If you missed Part 1, read here – My Sojourn in Kolukkumalai (Part 1) – An Early Appointment With The Sun and Suicide Points
Alam (our driver) was telling us about his daily life before we stopped at the suicide point. He was used to making three, sometimes four round trips to the Kolukkumalai factory. That is six to eight hours of driving on the rocky terrain at a tardy speed of 5-10 kmph with frequent stops to let other cars pass and to click pictures. He was from a village in Tamil Nadu from where he and his parents would come to work in the tea estates in Kerala every day. Sometimes they took thirty minutes to walk from their village, small village problems he said, not like the cities with roads and highways. I thought about myself, spending an hour stuck in bumper to bumper traffic to reach the glass windows, the claustrophobic steel of my office. Well, this did look like a tiny village problem.

Now that the day was ripe, more jeeps had joined us on the rickety road. Alam turned up the sound system and then we realized how very special our jeep was in comparison to the others. He was a fan of Pop music and was humming to Justin Bieber’s hit single ‘Baby Baby Baby ooooh’. Akon, however was his favorite star. Conversation was stemmed because of the music so we lifted the flaps which acted as doors of the jeep to let in the sunshine and the view. Everything was surreal, the rocks, the endless cover of green symmetry. There were the dreamy, so-clean-it-could-hurt-your-eyes-if-you-stare-for-too-long jade inhabitants of the plantation our aim was to explore today, lined up all about us in a surreal symmetrical fashion. The tea gardens were a reminder of order, that was absent in my daily, chaotic existence of caffeine fuelled writing and sleep held ransom by internet.

When we finally reached the gates of the tea factory, quite eager to discover the art of tea-making, we were greeted by an excited bunch of workers, strolling, getting ready to work. Most of them egged us on to enjoy a cup of tea before we set to explore. I was rather delighted at the prospect. But my friend, who stays away from all caffeinated products wasn’t. Still, she sat down to sip some milky tea with me, dipping Parle-G biscuits fished from my bag. Quite refreshed we moved on to discover the factory.

> [Directive 1]: Could you format the dataset entries starting at the line that contains "Locate the boy's" and ending at the line that contains "[705,287,722,318]" as a Markdown table with the columns n and Line, one row per line and blank lines left out?

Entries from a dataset
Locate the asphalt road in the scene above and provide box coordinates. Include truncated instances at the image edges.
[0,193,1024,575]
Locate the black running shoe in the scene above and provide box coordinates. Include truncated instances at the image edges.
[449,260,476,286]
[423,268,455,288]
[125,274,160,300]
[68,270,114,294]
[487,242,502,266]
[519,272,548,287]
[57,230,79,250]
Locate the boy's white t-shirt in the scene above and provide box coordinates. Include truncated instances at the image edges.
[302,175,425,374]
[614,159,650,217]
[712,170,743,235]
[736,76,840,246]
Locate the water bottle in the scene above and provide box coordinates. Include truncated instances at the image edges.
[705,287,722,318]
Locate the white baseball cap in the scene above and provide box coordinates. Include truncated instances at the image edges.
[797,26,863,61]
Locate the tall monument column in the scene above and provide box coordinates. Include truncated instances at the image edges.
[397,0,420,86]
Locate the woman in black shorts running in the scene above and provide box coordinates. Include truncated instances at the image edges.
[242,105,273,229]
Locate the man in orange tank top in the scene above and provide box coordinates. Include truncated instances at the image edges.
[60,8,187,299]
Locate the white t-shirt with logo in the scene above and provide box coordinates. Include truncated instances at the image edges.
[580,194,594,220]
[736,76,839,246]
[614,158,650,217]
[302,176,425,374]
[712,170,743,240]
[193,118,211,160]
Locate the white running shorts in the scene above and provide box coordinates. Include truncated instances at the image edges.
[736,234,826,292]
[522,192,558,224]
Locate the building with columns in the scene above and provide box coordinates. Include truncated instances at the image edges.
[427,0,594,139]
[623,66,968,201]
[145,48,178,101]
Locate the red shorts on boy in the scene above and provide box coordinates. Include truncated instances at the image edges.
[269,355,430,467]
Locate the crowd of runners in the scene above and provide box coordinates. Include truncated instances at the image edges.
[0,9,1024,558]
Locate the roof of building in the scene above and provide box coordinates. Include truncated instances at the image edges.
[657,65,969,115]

> [Directive 2]: Give the passage of the Kolukkumalai travel post starting at "Now that the" and ending at "ransom by internet.", replacing "Akon" with "Rihanna".

> [Output 1]:
| n | Line |
|---|---|
| 1 | Locate the boy's white t-shirt in the scene above and provide box coordinates. Include truncated instances at the image edges. |
| 2 | [302,175,425,374] |
| 3 | [614,159,650,217] |
| 4 | [712,170,743,235] |
| 5 | [736,76,840,246] |
| 6 | Locate the water bottle in the scene above and provide box coordinates. Include truncated instances at the image edges. |
| 7 | [705,287,722,318] |

> [Output 2]:
Now that the day was ripe, more jeeps had joined us on the rickety road. Alam turned up the sound system and then we realized how very special our jeep was in comparison to the others. He was a fan of Pop music and was humming to Justin Bieber’s hit single ‘Baby Baby Baby ooooh’. Rihanna, however was his favorite star. Conversation was stemmed because of the music so we lifted the flaps which acted as doors of the jeep to let in the sunshine and the view. Everything was surreal, the rocks, the endless cover of green symmetry. There were the dreamy, so-clean-it-could-hurt-your-eyes-if-you-stare-for-too-long jade inhabitants of the plantation our aim was to explore today, lined up all about us in a surreal symmetrical fashion. The tea gardens were a reminder of order, that was absent in my daily, chaotic existence of caffeine fuelled writing and sleep held ransom by internet.